━━━━━ Selected text ━━━━━

Finally on sweet sauces. Like I said, I did an internship for the Upper Cumberland Institute and I collected recipes that dated from the late 1700 from that region alone. Sweet syrupy sauces, especially as you go south from Tennessee and into Mississippi predate the Civil war. I am sorry that these letters to daughters from mothers and recipes in Church Bibles have not made it to anyone's computer screen. So, I am sorry, just because marketing developed after the war does not mean that sauce didn't predate it.

And in celebration of exactly where sauces got notably sweeter as they went west... its time for my beale street red and wet sauce

Now to your list of FACTS

"Here are the facts:

Barbecue has always referred to a style of cooking over fire.
Yes, but no temperature between 200 and 350 has been settle on. Different meats needs different Temps.

It has only been in the last 50 or 60 years that people began referring to anything besides pork as BBQ.

Wrong - Please visit the Archives of Appalachian State or North Carolina of Chapel Hill and ask for whoever heads their documents of social history and peruse through them. That is if you continue to negate the native recipes of my region, just use your own. Not to mention... Kreuz 69 years, and the pit bosses of the trail riders from Texas to Kansas City, 1860's, or the regions of the low country in Louisiana, which I know have BBQd some rather nasty stuff.

Light red sauce has only been around for about 100 years, since ketchup became readily available.

━━━━━

* **Set task A**: According to the barbecue post, what event do sweet syrupy sauces predate?
* **Set task B**: Summarize the barbecue post in two sentences.
* **Set task C**: Write a continuation of the barbecue post, starting after its final line.
The rows that come next are separate material, unrelated to the barbecue post.

━━━━━ Records supplied ━━━━━

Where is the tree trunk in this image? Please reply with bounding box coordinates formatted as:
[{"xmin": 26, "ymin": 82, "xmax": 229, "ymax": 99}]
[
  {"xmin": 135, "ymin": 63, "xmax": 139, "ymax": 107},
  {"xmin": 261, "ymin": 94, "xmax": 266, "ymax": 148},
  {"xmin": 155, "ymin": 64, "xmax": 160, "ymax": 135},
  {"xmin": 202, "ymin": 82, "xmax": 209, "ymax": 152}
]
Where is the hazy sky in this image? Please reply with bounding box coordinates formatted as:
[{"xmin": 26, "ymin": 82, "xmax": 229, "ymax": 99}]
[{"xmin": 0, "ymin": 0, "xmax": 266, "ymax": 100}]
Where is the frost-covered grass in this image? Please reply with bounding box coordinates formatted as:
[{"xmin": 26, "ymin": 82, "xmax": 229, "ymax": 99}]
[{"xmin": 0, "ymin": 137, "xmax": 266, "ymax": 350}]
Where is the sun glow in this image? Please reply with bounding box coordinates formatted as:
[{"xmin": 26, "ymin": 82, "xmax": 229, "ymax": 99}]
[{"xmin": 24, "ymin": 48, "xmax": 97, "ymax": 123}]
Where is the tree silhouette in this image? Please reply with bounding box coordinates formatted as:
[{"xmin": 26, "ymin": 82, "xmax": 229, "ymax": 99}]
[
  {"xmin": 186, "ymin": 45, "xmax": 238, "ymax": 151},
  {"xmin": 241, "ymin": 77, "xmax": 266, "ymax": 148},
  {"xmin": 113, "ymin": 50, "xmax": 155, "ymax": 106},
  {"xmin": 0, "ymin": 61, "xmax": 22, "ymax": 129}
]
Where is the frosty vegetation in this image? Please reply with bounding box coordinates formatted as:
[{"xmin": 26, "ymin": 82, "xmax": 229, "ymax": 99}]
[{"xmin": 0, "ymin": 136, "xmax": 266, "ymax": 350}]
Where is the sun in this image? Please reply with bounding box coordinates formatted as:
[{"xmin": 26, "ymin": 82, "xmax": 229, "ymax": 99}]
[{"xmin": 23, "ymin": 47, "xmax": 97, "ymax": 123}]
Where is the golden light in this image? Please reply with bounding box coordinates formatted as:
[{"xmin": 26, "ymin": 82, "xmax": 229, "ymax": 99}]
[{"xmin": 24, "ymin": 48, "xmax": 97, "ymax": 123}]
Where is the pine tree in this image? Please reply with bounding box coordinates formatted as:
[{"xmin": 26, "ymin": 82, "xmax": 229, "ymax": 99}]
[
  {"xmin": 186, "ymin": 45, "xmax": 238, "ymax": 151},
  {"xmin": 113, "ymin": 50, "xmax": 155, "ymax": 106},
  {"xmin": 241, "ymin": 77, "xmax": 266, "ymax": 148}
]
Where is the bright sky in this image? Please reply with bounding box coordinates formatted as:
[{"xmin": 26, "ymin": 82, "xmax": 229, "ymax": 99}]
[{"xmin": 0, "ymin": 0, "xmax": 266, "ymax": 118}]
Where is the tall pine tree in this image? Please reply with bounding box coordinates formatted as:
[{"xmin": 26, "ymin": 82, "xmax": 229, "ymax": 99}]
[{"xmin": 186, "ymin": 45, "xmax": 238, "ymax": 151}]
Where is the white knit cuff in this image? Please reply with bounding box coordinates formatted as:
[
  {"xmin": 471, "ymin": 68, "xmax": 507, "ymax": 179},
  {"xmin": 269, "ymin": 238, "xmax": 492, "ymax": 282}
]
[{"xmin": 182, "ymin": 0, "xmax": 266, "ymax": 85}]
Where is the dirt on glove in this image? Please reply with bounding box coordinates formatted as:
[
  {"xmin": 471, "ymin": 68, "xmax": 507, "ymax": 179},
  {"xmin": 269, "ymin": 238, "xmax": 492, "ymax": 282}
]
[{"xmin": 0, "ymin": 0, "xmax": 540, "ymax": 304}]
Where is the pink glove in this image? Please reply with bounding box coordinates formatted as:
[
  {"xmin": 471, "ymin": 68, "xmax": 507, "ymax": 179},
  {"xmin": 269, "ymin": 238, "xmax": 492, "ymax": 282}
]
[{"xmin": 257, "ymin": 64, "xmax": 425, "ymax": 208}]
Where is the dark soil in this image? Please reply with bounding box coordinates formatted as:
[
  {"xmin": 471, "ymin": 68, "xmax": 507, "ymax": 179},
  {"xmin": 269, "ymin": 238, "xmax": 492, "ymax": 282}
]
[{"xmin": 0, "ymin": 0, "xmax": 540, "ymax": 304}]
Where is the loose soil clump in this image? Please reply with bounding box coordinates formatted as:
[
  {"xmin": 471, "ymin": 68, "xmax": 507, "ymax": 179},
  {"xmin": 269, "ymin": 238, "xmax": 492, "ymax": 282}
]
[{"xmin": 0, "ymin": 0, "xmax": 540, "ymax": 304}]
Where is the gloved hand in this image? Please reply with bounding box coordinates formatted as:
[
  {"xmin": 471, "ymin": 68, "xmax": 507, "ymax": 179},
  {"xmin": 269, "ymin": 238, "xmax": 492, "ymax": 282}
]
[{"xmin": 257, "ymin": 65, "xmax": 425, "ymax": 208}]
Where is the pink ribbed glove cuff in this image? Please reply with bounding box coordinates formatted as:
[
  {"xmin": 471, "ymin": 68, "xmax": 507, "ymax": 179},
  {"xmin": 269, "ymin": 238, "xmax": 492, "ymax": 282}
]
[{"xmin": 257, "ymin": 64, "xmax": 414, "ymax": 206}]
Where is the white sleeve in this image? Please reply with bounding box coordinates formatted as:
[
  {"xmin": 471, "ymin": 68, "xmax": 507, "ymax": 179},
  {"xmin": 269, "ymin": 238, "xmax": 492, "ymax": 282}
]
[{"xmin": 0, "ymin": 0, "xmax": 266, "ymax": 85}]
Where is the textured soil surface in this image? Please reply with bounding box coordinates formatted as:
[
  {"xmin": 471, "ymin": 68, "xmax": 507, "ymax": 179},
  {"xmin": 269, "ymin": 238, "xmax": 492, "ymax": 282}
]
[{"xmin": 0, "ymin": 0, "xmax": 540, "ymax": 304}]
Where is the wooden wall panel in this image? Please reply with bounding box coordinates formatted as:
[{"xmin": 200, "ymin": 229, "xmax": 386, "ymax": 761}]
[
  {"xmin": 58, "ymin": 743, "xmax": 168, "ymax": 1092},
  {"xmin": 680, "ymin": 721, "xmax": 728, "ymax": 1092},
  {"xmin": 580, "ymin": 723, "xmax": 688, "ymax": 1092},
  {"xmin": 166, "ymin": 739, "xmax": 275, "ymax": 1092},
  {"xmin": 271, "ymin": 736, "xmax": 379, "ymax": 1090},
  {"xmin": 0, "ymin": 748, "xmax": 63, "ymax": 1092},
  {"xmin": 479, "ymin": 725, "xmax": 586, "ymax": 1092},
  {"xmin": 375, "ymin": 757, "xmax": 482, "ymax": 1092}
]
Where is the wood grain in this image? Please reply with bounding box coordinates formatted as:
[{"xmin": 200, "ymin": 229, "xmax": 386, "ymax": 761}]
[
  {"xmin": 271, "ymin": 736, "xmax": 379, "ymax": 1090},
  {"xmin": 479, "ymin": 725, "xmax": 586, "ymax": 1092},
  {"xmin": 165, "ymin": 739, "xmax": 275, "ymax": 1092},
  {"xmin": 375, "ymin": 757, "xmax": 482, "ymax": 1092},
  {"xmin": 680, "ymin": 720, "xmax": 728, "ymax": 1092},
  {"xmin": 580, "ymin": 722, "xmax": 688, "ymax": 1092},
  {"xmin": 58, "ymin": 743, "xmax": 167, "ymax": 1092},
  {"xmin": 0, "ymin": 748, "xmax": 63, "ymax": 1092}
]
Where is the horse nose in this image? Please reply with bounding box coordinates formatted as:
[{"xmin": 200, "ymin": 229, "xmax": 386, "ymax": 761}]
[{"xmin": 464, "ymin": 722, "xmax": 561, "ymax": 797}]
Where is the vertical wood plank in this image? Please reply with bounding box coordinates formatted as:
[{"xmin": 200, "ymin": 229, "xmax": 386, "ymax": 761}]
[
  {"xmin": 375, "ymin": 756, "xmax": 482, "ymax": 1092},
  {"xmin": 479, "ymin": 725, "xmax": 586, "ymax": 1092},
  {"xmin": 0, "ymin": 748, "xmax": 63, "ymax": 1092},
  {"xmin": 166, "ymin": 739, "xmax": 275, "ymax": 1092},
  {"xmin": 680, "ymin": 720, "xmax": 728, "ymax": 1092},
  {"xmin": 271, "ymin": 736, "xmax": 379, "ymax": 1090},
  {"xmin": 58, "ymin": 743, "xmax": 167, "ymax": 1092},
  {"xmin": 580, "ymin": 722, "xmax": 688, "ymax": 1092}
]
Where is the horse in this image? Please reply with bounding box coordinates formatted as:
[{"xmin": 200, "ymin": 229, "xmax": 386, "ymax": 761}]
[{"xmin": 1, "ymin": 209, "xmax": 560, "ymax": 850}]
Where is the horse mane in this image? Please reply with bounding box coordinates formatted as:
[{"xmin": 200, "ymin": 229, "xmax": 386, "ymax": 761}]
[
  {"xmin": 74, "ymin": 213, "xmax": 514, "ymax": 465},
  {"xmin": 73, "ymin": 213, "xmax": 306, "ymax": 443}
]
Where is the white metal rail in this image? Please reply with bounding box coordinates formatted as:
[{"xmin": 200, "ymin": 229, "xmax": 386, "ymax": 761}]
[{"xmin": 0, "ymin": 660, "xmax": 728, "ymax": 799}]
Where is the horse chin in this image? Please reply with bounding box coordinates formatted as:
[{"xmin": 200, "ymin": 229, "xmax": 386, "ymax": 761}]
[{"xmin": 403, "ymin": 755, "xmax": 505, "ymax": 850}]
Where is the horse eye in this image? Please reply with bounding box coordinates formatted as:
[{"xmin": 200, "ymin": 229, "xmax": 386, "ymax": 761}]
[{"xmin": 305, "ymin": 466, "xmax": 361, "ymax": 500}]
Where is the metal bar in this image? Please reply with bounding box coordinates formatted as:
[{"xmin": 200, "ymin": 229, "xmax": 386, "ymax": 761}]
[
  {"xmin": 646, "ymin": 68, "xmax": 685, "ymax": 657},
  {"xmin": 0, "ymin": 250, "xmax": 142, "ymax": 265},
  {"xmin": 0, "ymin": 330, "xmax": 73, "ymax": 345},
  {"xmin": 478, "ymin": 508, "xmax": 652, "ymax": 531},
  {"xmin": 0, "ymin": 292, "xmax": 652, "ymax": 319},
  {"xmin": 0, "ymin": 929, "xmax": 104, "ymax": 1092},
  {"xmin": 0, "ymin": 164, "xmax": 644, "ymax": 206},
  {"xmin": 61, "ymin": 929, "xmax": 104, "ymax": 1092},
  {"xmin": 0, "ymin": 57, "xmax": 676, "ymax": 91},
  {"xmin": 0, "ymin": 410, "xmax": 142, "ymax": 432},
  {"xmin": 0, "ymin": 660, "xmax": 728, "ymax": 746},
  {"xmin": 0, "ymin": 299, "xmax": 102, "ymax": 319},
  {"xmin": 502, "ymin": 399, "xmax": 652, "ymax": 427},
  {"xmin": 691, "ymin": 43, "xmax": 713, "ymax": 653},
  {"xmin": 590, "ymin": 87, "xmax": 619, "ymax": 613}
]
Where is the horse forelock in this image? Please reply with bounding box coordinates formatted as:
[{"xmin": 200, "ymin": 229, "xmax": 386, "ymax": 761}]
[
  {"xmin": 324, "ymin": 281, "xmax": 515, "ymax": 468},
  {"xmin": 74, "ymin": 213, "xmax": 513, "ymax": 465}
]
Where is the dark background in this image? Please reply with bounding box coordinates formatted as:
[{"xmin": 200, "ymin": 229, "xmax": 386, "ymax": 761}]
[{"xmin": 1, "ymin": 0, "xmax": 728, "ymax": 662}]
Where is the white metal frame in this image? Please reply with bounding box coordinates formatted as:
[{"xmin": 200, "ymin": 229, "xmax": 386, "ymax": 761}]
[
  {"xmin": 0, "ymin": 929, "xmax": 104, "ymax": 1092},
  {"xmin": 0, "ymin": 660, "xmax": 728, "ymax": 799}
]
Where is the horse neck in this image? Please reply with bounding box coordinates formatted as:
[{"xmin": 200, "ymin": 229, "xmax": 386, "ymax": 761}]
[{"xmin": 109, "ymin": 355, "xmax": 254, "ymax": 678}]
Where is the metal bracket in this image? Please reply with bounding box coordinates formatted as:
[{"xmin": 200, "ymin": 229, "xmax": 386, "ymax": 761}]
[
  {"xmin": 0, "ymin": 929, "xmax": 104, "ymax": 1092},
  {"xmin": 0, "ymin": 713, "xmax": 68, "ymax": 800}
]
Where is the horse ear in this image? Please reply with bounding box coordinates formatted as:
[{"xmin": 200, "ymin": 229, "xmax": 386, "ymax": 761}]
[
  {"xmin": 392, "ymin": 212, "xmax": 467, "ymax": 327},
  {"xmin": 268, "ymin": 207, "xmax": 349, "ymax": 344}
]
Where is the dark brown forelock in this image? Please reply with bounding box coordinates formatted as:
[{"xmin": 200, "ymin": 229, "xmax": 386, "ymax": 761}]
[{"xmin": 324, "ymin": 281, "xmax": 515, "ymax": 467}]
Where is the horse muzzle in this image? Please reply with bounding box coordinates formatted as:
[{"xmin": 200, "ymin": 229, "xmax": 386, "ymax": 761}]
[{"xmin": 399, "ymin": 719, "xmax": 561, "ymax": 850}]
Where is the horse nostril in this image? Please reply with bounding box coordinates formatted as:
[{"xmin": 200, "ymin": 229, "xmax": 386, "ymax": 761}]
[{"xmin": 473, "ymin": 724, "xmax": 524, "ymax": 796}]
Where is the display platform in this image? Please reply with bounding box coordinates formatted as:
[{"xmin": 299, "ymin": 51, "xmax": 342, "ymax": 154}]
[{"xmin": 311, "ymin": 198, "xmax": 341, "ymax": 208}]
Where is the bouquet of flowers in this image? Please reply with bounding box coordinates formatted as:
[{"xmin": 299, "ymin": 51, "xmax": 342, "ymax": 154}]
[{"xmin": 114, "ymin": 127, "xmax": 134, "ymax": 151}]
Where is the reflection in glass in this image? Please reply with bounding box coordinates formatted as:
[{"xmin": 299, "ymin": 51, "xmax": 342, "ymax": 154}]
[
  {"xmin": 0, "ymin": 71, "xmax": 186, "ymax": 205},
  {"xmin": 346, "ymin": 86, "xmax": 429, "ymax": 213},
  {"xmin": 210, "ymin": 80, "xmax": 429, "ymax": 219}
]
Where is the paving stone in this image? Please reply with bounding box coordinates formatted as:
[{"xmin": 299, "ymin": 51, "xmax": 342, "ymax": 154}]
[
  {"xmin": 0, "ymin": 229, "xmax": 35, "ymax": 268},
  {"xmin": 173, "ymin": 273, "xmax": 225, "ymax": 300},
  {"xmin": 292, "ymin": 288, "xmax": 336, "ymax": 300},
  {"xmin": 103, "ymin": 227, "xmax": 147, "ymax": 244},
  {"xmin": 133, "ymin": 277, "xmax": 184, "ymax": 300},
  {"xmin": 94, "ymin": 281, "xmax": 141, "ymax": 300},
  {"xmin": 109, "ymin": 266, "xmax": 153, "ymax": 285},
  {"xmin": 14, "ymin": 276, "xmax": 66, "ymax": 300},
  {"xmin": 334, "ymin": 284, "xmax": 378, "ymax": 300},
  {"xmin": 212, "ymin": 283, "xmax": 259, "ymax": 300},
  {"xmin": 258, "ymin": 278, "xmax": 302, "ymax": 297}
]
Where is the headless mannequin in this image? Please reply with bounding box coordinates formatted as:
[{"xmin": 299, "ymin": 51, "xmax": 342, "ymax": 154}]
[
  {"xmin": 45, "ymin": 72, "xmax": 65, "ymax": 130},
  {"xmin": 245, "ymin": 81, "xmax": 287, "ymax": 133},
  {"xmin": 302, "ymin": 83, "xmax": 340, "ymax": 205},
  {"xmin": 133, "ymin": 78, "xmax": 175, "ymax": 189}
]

━━━━━

* **Task answer A**: The Civil War.

* **Task answer B**: The writer argues that sweet syrupy sauces, especially going south from Tennessee into Mississippi, predate the Civil War, based on recipes collected during an internship for the Upper Cumberland Institute. The writer then answers a list of claimed facts, agreeing that barbecue means cooking over fire while noting that different meats need different temperatures, and disputing that only pork was called barbecue until the last 50 or 60 years.

* **Task answer C**:
Red sauce recipes in the Western North Carolina areas and Tennessee across the Plateau have used tomato pastes and simple tomato sauces added since Antebellum times. You would also discount the role of the African American Slave's contribution to BBQ in claiming this. Even evidence online can be found to prove this is not the case.

Thick sweet red sauce has only been around for about 50 or 60 years.
This is wrong again...even if you use your model of CANNED EVIDENCE ONLY it would date to about 1926 or so when the first sauce was available for retail.

Funnier still... you would be negating Columbus's own sauces brought to this country if you prescribe to this logic... There is a meat sauce you slather on while you slow roast meat that the spanish used for centuries and it has a thick sweet red base... the name escapes me.

It has traditionally been understood that when someone says "I'm going to have a plate of BBQ" that they were referring to pulled pork.

It is traditionally understood that when a woman say she wants you to "knock her up" it means to call her on the phone.... well at least in that region.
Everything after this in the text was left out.